:: Required tasks ::
- a) Translate this sentence from the abstract into Spanish: "Elevated temperatures resulted in reductions of many chloroplast proteins, particularly light-harvesting complexes, with simultaneous increases in chaperone proteins."
- b) According to the abstract, what cellular process did high N:P ratios inhibit?

:: Extract ::
++++++

Project description:Abstract The coral–dinoflagellate symbiosis is increasingly disrupted by global and local anthropogenic stressors. Coral bleaching is primarily a result of high sea surface temperatures, while eutrophication is associated with reef ecosystem degradation. Excess inorganic nitrogen relative to phosphate has been proposed to directly sensitise corals to thermal bleaching and accelerate reef decline. We assessed the proteomic response of the dinoflagellate coral symbiont Symbiodinium microadriaticum to elevated temperatures under multiple nutrient conditions by mass spectrometry. Elevated temperatures resulted in reductions of many chloroplast proteins, particularly light-harvesting complexes, with simultaneous increases in chaperone proteins. N:P imbalance had a larger effect on the proteome than temperature, but the biological processes and proteins responding to each stressor largely overlapped. The proteomes were highly similar at low N:P ratios but were strongly affected by phosphate starvation. High N:P ratios inhibited cell division, reflected by changes in proteins involved in protein translation. Imbalanced N:P did not increase sensitivity to high temperatures as measured by physiological means; however, imbalanced N:P strongly upregulated cell redox homeostasis proteins at high temperatures. As redox balance is critical during thermal bleaching, these data provide insight into the mechanisms of cellular responses to thermal and multiple stresses in the coral–dinoflagellate symbiosis.

++++++

:: Given information ::
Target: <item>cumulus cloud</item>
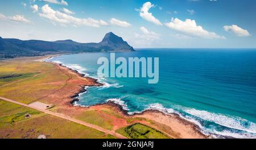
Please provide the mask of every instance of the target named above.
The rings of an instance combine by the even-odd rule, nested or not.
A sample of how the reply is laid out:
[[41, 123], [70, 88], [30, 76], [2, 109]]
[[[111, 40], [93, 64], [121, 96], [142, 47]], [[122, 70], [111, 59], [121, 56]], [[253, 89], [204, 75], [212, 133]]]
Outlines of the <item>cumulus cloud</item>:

++++++

:: Solutions per task ::
- a) Las temperaturas elevadas provocaron reducciones de muchas proteínas del cloroplasto, en particular de los complejos captadores de luz, con aumentos simultáneos de las proteínas chaperonas.

- b) Cell division.